→ **The problem**:
In the passage on Katimavik, how long did the hunger strike Jacques Hébert undertook in protest of the program's cancellation last?

→ **Passage provided**:

The overall program grew quickly in its initial years to its peak in 1985–86, when it engaged over 5,000 participants. The program was cancelled that year by Brian Mulroney's new government.

The cancellation prompted founder Jacques Hébert to undertake a 21-day hunger strike in protest, to no avail. He subsequently worked with Quebec region director Claude Raiche to continue Katimavik as an outdoor recreation training centre at Notre-Dame-de-l'Île-Perrot.

It continued in this form until 1994 when Youth Service Canada helped Katimavik to form a pilot program involving six projects and 66 participants. The next year, the Government of Canada's Department of Heritage provided the program with ongoing funding and the number of projects and youth tripled. The program then continued to grow; during the 2005-2006 program year there were 1,155 participants in 105 communities across Canada. In 2008, Katimavik was granted consultative status at the United Nations Economic and Social Council, which has allowed Katimavik to liaise with similar organizations in other countries and represent Canada internationally.

In 2006, Katimavik was told by the government that its funding was under review and that it was to cease recruitment activities. A letter-writing campaign was organized by Katimavik and funding levels were maintained until October 2010 when the government announced three-year funding in the sum of $15 million per year, a reduction from its previous funding levels ($19.7 million).

==Current leadership==
Katimavik is currently led by John-Frederick Cameron, an experienced executive in the non-profit and charitable sectors. Cameron was appointed to the position in November 2019. His stated objectives are to increase Katimavik's visibility, broaden and improve the National Experience, and diversify the organization's programming and funding sources.

→ **Data under study**:
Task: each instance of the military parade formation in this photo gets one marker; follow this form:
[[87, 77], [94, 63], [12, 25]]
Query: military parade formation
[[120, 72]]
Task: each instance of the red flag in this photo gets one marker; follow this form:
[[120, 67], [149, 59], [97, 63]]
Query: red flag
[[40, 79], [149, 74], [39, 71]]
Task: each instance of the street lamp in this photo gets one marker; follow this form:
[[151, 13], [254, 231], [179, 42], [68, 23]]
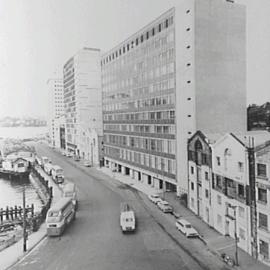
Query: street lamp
[[163, 178], [235, 233]]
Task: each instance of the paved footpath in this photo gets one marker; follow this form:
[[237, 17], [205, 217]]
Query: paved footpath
[[14, 253], [214, 241]]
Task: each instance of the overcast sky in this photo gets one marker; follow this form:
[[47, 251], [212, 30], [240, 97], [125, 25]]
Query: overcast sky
[[38, 36]]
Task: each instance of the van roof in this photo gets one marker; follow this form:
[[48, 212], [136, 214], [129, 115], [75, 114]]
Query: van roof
[[69, 187], [56, 167], [185, 222], [60, 204]]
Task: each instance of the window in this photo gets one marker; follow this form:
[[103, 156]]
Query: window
[[241, 190], [219, 220], [167, 23], [264, 249], [261, 170], [241, 211], [262, 195], [263, 221], [192, 202], [242, 234], [219, 199], [240, 166]]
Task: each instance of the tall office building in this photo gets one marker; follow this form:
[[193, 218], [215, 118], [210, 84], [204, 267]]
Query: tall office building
[[82, 98], [55, 105], [184, 71]]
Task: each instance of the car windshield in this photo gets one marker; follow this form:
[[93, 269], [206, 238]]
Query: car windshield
[[68, 193]]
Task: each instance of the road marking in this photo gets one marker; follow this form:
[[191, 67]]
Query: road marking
[[228, 246]]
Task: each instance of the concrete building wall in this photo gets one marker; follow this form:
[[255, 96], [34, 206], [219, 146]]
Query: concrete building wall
[[55, 104], [82, 97], [220, 72]]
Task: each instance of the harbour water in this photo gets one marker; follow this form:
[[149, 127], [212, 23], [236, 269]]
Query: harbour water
[[11, 194], [11, 190]]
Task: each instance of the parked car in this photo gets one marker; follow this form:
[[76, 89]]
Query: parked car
[[185, 227], [57, 174], [165, 207], [154, 198], [69, 154], [87, 163]]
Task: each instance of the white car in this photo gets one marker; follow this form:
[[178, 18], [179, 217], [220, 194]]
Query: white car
[[87, 163], [185, 227], [154, 198], [69, 154], [165, 207]]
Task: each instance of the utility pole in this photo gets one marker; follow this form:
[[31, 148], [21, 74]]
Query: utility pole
[[235, 236], [163, 180], [24, 222], [92, 154]]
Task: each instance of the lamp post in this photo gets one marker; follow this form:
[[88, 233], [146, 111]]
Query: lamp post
[[163, 179], [235, 233], [24, 222]]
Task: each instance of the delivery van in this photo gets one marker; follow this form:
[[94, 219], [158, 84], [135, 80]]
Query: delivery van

→ **Written response**:
21 days